**WHAT THE TASK REQUIRES:** Each line of the data below containing "yellow" needs to be listed.

**DATA RECORDS:**
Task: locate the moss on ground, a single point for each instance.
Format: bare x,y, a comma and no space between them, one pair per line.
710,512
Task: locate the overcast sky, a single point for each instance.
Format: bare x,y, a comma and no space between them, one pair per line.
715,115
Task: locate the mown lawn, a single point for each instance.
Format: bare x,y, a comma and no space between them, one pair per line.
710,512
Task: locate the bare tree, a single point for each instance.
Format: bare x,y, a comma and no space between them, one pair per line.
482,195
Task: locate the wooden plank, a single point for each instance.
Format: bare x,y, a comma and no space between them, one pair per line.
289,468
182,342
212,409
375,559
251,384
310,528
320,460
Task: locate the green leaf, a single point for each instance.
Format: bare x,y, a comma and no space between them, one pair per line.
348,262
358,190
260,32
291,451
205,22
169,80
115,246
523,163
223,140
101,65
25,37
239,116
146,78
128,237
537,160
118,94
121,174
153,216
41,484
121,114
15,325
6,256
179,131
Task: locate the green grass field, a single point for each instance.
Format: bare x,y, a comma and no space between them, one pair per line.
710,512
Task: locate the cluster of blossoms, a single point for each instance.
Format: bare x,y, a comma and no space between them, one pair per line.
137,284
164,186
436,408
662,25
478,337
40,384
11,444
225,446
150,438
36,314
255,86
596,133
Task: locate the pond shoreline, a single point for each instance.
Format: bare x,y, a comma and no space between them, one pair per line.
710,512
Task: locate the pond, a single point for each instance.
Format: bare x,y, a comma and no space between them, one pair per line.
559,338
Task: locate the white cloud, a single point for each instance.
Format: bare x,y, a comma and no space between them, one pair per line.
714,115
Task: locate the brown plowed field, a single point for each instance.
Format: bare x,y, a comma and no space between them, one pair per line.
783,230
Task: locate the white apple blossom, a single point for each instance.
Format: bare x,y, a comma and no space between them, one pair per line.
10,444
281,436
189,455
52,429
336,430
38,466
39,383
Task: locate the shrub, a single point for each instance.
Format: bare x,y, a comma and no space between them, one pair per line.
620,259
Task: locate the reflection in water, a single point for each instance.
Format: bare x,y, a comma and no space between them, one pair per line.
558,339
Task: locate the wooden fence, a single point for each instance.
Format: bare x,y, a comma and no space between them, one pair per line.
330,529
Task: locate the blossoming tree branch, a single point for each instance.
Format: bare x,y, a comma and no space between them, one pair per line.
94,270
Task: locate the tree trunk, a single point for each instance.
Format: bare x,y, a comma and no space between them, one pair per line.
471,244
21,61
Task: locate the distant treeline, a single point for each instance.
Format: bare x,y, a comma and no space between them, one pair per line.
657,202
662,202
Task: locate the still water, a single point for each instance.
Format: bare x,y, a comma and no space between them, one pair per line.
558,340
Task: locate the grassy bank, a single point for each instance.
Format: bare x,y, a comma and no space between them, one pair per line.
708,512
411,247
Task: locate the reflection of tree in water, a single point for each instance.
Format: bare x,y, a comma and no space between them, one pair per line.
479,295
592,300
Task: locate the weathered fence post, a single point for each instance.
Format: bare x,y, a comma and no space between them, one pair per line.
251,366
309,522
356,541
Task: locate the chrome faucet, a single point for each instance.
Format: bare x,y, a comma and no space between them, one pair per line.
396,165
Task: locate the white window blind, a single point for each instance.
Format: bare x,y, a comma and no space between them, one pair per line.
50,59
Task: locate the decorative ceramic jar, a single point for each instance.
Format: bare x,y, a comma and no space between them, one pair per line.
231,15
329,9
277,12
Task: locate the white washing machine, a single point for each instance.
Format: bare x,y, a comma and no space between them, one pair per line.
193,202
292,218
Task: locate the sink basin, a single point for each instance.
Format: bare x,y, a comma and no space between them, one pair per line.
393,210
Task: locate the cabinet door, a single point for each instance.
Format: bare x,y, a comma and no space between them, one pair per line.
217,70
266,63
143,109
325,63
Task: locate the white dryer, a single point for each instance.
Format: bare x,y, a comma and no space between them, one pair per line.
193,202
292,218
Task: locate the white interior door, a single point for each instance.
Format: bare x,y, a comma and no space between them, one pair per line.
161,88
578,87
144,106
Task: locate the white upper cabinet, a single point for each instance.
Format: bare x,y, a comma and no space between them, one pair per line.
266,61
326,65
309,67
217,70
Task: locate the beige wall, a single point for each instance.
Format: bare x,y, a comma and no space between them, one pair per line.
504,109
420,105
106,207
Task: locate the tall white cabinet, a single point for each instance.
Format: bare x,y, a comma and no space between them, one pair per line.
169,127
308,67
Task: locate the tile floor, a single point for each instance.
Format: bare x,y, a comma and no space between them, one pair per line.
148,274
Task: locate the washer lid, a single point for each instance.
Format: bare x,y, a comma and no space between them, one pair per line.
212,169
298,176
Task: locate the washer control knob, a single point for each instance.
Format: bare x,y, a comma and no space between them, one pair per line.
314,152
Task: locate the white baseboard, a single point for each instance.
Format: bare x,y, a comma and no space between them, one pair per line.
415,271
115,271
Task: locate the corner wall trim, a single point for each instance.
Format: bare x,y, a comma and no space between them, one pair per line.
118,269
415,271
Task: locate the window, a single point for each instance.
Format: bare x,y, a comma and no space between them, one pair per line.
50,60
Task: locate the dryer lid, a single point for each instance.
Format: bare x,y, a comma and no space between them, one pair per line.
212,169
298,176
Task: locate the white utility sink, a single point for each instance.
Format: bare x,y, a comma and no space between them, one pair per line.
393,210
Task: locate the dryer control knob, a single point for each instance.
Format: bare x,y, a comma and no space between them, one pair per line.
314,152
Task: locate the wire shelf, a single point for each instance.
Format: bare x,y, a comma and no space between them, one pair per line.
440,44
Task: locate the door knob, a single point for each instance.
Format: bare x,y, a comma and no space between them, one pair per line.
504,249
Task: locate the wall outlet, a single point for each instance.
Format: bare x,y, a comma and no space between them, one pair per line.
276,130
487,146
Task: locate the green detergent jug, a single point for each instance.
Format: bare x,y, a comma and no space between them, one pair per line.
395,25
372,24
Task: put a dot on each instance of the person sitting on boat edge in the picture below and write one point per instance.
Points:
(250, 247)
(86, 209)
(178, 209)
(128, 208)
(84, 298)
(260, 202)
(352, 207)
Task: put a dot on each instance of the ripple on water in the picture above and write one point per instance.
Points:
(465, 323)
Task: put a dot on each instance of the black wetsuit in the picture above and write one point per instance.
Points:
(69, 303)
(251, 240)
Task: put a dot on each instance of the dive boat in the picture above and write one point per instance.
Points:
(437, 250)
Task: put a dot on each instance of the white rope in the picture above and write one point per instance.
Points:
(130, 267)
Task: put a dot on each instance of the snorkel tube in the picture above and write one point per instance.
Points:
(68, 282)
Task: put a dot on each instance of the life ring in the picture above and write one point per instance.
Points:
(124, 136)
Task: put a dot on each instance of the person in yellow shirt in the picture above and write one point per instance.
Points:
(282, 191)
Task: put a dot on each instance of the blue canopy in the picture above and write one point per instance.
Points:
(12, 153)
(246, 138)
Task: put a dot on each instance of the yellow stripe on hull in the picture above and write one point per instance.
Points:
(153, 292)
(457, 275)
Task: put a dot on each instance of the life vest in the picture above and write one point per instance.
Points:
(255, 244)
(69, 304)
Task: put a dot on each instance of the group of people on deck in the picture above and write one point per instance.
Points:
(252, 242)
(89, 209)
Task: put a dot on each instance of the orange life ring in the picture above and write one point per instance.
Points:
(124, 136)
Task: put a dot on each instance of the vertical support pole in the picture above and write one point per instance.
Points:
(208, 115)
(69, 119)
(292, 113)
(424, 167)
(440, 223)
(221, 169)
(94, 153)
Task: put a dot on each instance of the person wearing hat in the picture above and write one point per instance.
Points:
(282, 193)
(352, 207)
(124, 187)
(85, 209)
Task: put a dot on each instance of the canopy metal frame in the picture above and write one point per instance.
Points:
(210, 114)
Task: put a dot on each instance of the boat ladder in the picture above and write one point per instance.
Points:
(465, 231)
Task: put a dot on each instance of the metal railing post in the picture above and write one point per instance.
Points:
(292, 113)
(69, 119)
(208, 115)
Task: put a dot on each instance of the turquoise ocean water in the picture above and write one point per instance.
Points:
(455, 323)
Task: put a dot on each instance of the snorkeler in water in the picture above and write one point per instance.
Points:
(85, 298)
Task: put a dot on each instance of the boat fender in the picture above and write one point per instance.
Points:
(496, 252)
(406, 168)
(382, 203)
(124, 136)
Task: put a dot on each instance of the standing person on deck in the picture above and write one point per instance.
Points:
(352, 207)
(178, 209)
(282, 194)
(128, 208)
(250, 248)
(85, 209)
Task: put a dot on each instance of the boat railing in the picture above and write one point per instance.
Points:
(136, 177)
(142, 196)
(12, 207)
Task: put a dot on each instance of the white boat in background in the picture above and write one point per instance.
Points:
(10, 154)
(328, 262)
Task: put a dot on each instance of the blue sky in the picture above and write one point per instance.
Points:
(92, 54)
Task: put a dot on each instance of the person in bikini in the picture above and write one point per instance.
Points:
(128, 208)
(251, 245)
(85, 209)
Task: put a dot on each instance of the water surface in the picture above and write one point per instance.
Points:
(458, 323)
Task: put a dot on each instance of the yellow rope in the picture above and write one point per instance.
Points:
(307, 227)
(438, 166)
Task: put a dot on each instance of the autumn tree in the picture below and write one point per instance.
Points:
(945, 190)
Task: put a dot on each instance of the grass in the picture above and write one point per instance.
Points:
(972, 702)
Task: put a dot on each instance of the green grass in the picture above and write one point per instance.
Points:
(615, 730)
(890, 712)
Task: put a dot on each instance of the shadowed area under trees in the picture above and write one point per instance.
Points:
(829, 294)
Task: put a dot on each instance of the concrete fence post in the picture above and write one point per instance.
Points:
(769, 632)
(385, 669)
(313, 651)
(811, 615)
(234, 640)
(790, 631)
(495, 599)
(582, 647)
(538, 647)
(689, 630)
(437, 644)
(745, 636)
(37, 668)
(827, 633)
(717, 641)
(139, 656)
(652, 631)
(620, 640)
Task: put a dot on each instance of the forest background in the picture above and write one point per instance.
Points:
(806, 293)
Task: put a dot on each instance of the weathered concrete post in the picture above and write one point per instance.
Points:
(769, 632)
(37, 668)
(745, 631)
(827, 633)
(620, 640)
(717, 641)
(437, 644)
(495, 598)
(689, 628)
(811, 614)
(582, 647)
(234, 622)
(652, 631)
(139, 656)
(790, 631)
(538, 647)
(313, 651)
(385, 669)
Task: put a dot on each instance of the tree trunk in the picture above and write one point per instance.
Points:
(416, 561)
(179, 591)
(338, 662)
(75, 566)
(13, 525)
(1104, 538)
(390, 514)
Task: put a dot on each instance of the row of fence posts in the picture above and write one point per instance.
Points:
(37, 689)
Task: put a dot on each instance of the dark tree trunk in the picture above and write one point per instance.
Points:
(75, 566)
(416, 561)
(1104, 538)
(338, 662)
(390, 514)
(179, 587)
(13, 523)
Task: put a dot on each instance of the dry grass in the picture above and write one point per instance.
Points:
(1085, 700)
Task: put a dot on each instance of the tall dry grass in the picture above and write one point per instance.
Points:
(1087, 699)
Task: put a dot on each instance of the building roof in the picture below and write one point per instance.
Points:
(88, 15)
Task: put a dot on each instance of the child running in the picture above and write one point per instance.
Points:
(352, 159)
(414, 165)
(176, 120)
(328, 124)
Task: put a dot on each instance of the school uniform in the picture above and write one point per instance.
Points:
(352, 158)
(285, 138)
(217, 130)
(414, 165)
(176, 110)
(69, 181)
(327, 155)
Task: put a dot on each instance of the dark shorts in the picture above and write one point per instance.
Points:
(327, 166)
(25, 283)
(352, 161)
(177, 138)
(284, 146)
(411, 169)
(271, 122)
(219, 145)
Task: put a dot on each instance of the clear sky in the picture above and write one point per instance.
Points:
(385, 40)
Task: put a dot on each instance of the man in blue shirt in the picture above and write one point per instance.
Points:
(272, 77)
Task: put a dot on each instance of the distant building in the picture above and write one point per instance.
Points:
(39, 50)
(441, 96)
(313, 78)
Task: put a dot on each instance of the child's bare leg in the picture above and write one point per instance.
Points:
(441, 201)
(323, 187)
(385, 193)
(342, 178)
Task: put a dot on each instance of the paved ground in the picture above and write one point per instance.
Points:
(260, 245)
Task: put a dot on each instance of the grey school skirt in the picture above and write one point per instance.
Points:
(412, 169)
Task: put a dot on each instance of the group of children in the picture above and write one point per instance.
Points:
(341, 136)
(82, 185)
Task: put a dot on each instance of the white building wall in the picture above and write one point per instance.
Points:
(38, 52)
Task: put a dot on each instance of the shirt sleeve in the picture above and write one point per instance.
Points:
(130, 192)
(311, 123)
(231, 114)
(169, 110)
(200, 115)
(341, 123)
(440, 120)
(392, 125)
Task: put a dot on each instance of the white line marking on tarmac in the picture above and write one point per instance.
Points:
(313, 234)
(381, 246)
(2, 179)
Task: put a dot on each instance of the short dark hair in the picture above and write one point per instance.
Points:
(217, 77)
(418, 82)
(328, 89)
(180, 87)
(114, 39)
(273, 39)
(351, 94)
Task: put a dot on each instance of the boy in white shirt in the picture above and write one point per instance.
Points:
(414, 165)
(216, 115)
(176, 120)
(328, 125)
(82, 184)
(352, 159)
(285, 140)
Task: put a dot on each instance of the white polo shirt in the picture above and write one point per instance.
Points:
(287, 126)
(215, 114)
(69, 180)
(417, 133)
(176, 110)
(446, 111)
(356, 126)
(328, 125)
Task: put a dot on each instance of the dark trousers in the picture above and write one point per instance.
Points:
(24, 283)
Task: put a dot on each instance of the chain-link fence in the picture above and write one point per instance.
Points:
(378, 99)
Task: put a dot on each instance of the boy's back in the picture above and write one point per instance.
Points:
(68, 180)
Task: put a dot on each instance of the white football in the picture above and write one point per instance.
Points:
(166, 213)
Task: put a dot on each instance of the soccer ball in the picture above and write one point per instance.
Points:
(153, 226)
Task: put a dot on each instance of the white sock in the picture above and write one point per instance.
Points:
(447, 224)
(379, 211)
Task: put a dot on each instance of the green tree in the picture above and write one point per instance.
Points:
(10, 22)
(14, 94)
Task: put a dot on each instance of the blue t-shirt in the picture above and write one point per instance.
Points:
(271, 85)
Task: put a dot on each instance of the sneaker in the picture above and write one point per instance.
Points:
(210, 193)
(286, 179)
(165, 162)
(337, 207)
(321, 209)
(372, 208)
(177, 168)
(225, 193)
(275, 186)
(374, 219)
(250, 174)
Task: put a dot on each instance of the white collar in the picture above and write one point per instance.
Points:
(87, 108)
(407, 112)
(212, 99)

**ANSWER:**
Task: put a dot on each instance of the person in yellow shirt in the picture above and write one point per instance.
Task: put a dot on each instance of the yellow stripe on hull in the picture above and write one point per instance.
Task: put a dot on each instance of the yellow rope in the picture above and write one point per instance.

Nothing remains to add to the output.